**What to work on:** Change every occurrence of "population tally" in the following items to "object census", and reproduce the items otherwise unaltered.

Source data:

** Begin **

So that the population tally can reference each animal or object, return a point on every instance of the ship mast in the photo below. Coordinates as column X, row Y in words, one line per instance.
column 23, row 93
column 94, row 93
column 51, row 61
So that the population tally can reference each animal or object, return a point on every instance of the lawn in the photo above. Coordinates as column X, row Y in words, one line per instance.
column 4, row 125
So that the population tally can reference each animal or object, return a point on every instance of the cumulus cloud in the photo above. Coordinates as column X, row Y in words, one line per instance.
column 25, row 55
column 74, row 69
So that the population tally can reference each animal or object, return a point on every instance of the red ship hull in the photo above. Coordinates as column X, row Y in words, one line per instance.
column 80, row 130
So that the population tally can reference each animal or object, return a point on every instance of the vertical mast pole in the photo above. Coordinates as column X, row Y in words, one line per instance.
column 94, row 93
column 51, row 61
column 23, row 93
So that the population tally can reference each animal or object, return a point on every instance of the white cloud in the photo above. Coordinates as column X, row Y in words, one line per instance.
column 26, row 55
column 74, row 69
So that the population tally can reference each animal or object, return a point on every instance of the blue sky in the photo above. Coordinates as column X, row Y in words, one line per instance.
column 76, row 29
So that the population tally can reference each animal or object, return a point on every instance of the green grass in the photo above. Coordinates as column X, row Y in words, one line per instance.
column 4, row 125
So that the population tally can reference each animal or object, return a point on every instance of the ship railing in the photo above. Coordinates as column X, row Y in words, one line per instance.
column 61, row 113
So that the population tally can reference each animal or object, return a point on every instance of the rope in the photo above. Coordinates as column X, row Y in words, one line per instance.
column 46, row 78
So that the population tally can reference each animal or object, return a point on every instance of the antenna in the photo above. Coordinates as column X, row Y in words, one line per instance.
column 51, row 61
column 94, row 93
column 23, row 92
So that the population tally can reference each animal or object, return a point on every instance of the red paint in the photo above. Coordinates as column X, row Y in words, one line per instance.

** End **

**Final answer:**
So that the object census can reference each animal or object, return a point on every instance of the ship mast in the photo below. Coordinates as column X, row Y in words, one line per instance.
column 23, row 93
column 94, row 93
column 51, row 61
So that the object census can reference each animal or object, return a point on every instance of the lawn in the photo above. Coordinates as column X, row Y in words, one line per instance.
column 4, row 125
So that the object census can reference each animal or object, return a point on every instance of the cumulus cloud in the photo above. Coordinates as column X, row Y in words, one line per instance.
column 25, row 55
column 74, row 69
So that the object census can reference each animal or object, return a point on every instance of the red ship hull in the photo above. Coordinates as column X, row Y in words, one line per instance.
column 80, row 130
So that the object census can reference each animal or object, return a point on every instance of the vertical mast pole in the photo above. Coordinates as column X, row Y in words, one line per instance.
column 94, row 93
column 51, row 61
column 23, row 93
So that the object census can reference each animal or object, return a point on every instance of the white cloud in the photo above. Coordinates as column X, row Y in words, one line per instance.
column 26, row 55
column 74, row 69
So that the object census can reference each animal or object, return a point on every instance of the blue sky in the photo above. Coordinates as column X, row Y in words, one line per instance.
column 76, row 29
So that the object census can reference each animal or object, return a point on every instance of the green grass in the photo above. Coordinates as column X, row Y in words, one line per instance.
column 4, row 125
So that the object census can reference each animal or object, return a point on every instance of the ship railing in the photo above. Coordinates as column X, row Y in words, one line per instance.
column 61, row 113
So that the object census can reference each animal or object, return a point on every instance of the rope in the photo above. Coordinates as column X, row Y in words, one line per instance.
column 46, row 78
So that the object census can reference each animal or object, return a point on every instance of the antenna in the photo above. Coordinates as column X, row Y in words, one line per instance.
column 51, row 61
column 94, row 93
column 23, row 92
So that the object census can reference each animal or object, return a point on every instance of the red paint in the photo above. Coordinates as column X, row Y in words, one line per instance.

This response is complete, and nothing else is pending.